▸ **TÂCHES À RÉALISER**:
(1) D'après la critique de la série Jéricho, dans quelle grande ville proche une bombe atomique a-t-elle explosé ?
(2) Résumez en deux phrases la critique de la série Jéricho.
(3) Reprenez la critique de la série Jéricho et poursuivez-la après sa dernière phrase.

▸ **EXTRAIT DE TEXTE**:
Et voilà une série que M6 diffuse en ce moment : Jéricho. Etant à l’étranger, je l’ai vue entièrement.
Pardonnez-moi ce cours sur les séries mais il est assez intéressant pour la suite. Jéricho, une petite ville perdue dans le centre des USA, avec son bar, son maire assez bourru, le magasin du village. Une petite ville simple comme il en existe des milliers dans ce pays, mais voilà : personne ne sait pourquoi, une bombe atomique a explosé dans la grande ville la plus proche, Denver. D’abord affolée, la population va faire face au pire qu’il puisse arriver, faire face a elle-même. Sans dévoiler de plus amples renseignements, la plupart des grandes villes du pays sont touchées. Le long de la première saison (22 épisodes), on suivra les événements de la ville, les habitants qui essaient de vivre tant bien que mal sans ressources externes (électricité, biens comestibles ou pétrole). Parmi eux, le maire et sa famille, une agent du fisc new-yorkaise, une famille noire assez mystérieuse qui s’est installée en ville deux jours avant les événements ou simplement des personnages de passage.
Jéricho est une série prenante si on la suit du début à la fin. Sinon, passez votre chemin, car il faut voir chaque épisode et le bref rappel au début de l’épisode ne donne rien d’intéressant.
Le début de la série n’est pas très passionnant malgré ce qui se passe, quelques événements assez effrayants arrivent sans pour autant motiver le spectateur. Les bons sentiments quackers et la musique country n’arrangent rien. Après le huitième épisode, allez savoir pourquoi, tout change (je n’ai relevé aucun changement de réalisateur ou scénariste). Pour une fois, une série intrigante n’utilise pas des effets spéciaux, des artifices, mais simplement montre une image d’une foule paniquée transmise par une télévision chinoise rediffusée en boucle pour nous effrayer. L’unique explosion atomique visible est vécue depuis Jéricho à environ 300 kilomètres. A noter aussi, le fait que la série ne soit pas montée à coups de tronçonneuse digne d’un clip MTV, ce qui est rare de nos jours. Tout est calme, des fois brusque, mais assez réel. Comment montrer l’apocalypse de façon réelle ? Très simple : en le vivant de l’intérieur. Vous ne verrez pas un médecin ausculter dans le noir ou faire une prouesse de ce genre, non rien que du réel. Pour se protéger des radiations d’une pluie on lit simplement un manuel datant de la guerre froide, à contre-cœur on s’impose une loi économique proche du système communiste. Le vieux maire bourru fait des erreurs, les personnages principaux font des erreurs. Tout le monde fait des erreurs et cela montre encore la réalité, rien n’est parfait. Les mentalités changent, tout n’est pas noir ou blanc au pays des Redneck. Un personnage intéressant est peut-être celui de la mère de famille (Pamela Reed), qui tente de sauver des valeurs familiales inutiles en ces temps difficiles et se heurte à la réalité - on peut quitter sa femme enceinte, Thanksgiving n’est pas une fête obligatoire ou une famille n’a pas besoin d’être ensemble et de jouer au baseball pour s’unir.

Entrées d'un jeu d'annotations par points
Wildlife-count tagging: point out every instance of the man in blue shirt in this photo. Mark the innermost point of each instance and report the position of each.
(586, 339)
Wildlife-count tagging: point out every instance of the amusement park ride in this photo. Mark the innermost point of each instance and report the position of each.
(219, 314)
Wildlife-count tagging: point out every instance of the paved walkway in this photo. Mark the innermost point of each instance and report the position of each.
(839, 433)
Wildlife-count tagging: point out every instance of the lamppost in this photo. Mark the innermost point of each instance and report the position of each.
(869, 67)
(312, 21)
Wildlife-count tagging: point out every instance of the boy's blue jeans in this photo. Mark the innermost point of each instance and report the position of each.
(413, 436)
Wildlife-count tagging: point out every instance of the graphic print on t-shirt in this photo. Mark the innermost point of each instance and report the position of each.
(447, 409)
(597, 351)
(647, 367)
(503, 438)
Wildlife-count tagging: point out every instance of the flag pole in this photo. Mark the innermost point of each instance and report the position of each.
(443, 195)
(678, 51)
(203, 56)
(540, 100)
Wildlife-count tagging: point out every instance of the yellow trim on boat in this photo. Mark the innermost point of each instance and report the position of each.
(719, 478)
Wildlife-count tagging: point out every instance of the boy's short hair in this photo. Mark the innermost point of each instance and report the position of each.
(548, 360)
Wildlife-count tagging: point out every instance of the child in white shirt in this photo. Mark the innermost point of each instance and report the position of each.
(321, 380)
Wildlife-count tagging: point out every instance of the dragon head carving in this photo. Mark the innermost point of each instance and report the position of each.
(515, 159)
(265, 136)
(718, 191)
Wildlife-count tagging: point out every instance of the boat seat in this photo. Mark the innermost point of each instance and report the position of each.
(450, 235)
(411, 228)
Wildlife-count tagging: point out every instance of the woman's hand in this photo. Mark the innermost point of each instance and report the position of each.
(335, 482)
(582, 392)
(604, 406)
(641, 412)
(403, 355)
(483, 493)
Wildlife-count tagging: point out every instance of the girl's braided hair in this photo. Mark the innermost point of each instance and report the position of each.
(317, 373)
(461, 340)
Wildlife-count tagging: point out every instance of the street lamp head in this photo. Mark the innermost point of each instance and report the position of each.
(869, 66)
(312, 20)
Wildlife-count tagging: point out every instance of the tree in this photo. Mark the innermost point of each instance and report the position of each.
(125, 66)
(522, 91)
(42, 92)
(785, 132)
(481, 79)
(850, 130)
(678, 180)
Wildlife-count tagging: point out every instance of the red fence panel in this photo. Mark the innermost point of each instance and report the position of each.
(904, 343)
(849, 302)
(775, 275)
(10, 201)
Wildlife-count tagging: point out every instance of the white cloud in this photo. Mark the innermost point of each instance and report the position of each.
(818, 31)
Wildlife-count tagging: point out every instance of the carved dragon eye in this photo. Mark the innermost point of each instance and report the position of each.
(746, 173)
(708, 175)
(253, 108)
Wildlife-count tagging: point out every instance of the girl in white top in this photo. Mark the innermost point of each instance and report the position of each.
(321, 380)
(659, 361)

▸ **RÉSULTATS FINAUX**:
(1) À Denver.

(2) Jéricho suit une petite ville du centre des États-Unis dont les habitants doivent vivre sans ressources externes après l'explosion d'une bombe atomique à Denver, la plupart des grandes villes du pays étant touchées. Peu passionnante au début, la série change après le huitième épisode et montre l'apocalypse de façon réaliste, sans effets spéciaux, avec des personnages qui font tous des erreurs.

(3)
Voilà une des grandes qualités de Jéricho, elle ne se laisse pas dépasser par les bon sentiments américains, au contraire, elle les montre et prouve que ce n’est qu’un artifice face au réel (toujours après le hutième épisode). Très vite, une question se pose : qui a fait exploser les bombes ? Où partent quelques jours plus tard des missiles intercontinentaux (très certainement à tête nucléaire) ? Si la série datait des années 60-70 et 80, les vilains communistes rouges, le couteau entre les dents, seraient facilement désignés coupables. Dans les années 90, une possibilité d’un Irakien voire d’un nostalgique communiste. Dans les années 2000 et il y a encore deux ans, la cible aurait été sans conteste Al Qaida voire l’Iran. Mais maintenant, plusieurs cibles sont données : toujours Al Qaida et l’Iran, mais aussi la Corée du Nord, la Chine, l’Amérique du Sud et peut-être un Américain. Un mot qui fait peur, un méchant Américain blanc et catholique pourrait faire exploser le système. Comme dans le passé, des Américains blancs et catholiques ont tué des présidents. Ici, un voisin faisant un barbecue pourrait être un terroriste notoire, la peur habituelle de l’étranger n’est plus, c’est la peur du voisin.
Une autre
question se pose aussi : comment survivre sans contacts extérieurs, sans
gouvernement, en repartant à zéro ?
Jéricho, une série assez forte, qui ne restera pas (je pense) dans les annales par apport à un Lost ou 24H, car tout simplement à l’image de la regrettée série Dead Like Me. Elle montre le côté sombre des gens, on se bat pour un morceau de pain, pour de l’essence. Pour des matières que l’on trouve d’habitude au magasin du coin. D’autres questions sont posées dans la série, l’immigration massive des étrangers sur son territoire déjà pauvre, la guerre en Irak et ses implications sur le monde, l’utilité des valeurs familiales américaines. Le respect des droits de l’Homme est-il nécessaire quand on est en plein chaos ? Tout cela fait de Jéricho, malgré beaucoup de défauts et surtout un début proche d’un épisode de Dawson, une excellente série. D’après plusieurs de mes amis qui l’ont vue en France, le doublage est calamiteux : donc à voir absolument en VO.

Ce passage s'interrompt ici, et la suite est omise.